Bounding box annotation entries
— Begin —

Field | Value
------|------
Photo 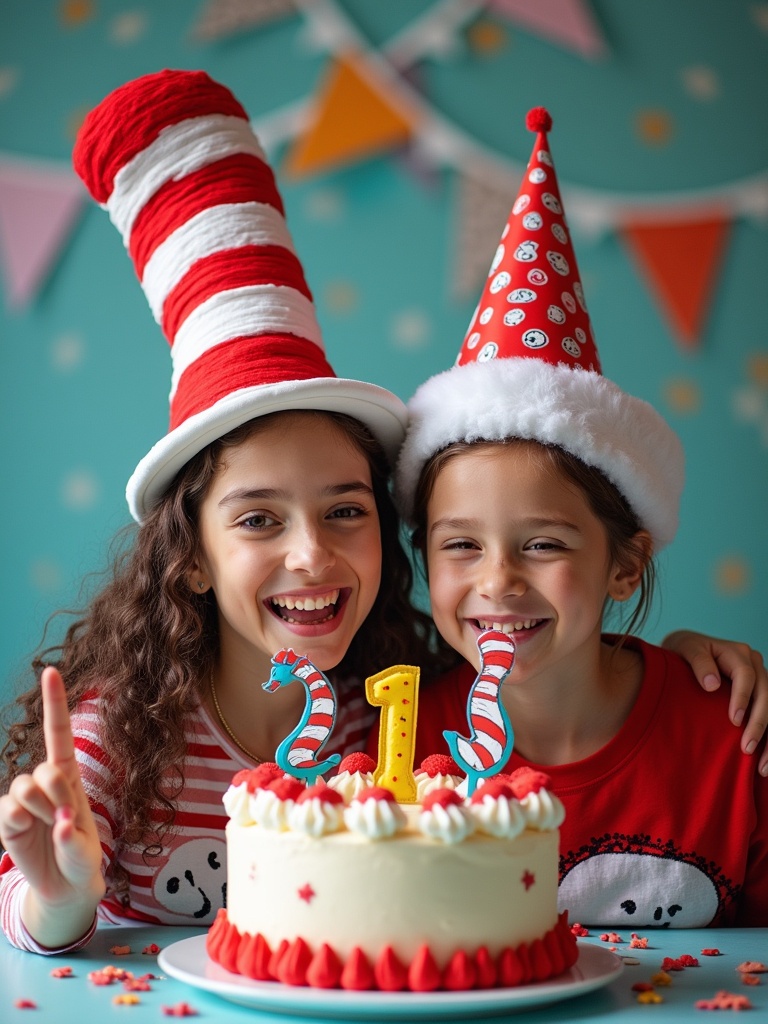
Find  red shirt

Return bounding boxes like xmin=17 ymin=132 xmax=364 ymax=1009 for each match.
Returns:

— End —

TASK PROMPT » Rewrite every line of the records above as a numbered list, skipping blank lines. Leave the pictures out of your answer.

TASK OUTPUT »
1. Field | Value
2. ------|------
3. Photo 
4. Find  red shirt
5. Return bounding boxes like xmin=17 ymin=132 xmax=364 ymax=1009 for each match.
6. Returns:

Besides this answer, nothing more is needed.